Retype every one of the lines below word for word, leaving out any pictures.

Collected data:
· · · · · · ·

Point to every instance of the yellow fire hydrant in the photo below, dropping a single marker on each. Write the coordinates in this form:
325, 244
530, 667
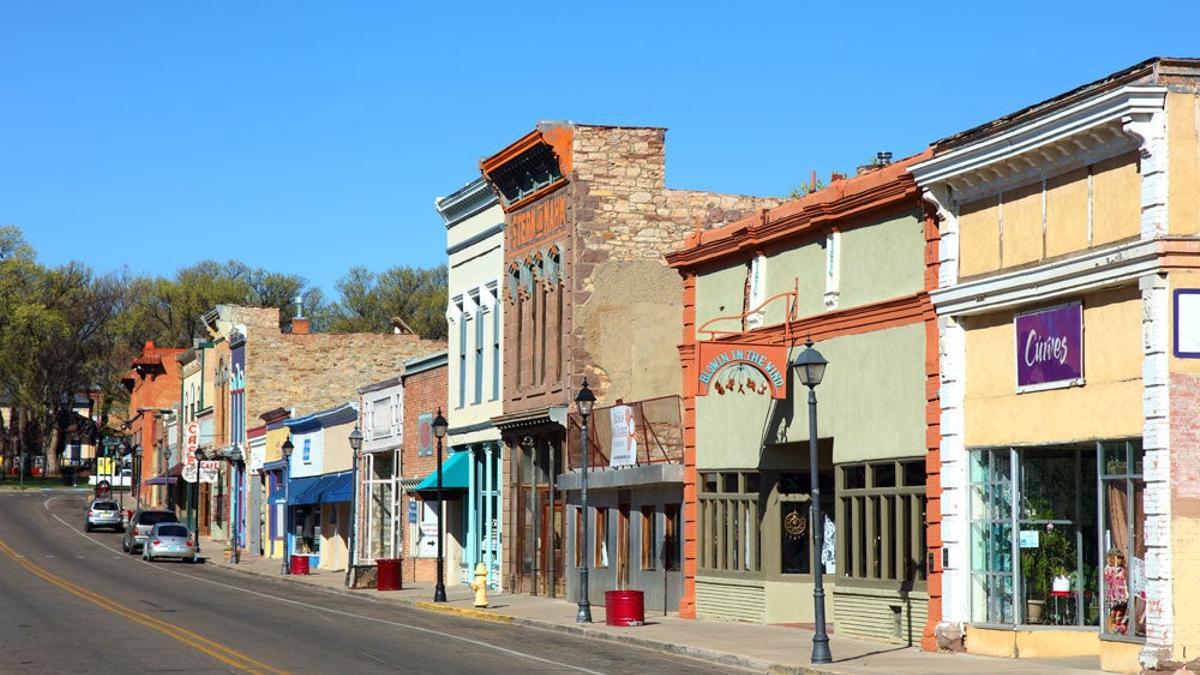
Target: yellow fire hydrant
480, 585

· · · · · · ·

Response to this task:
Point to every instance of the yellow fire hydrant in the photo below, dropping a single marker on each. Write the coordinates in this form:
325, 244
530, 667
Target: yellow fire hydrant
480, 585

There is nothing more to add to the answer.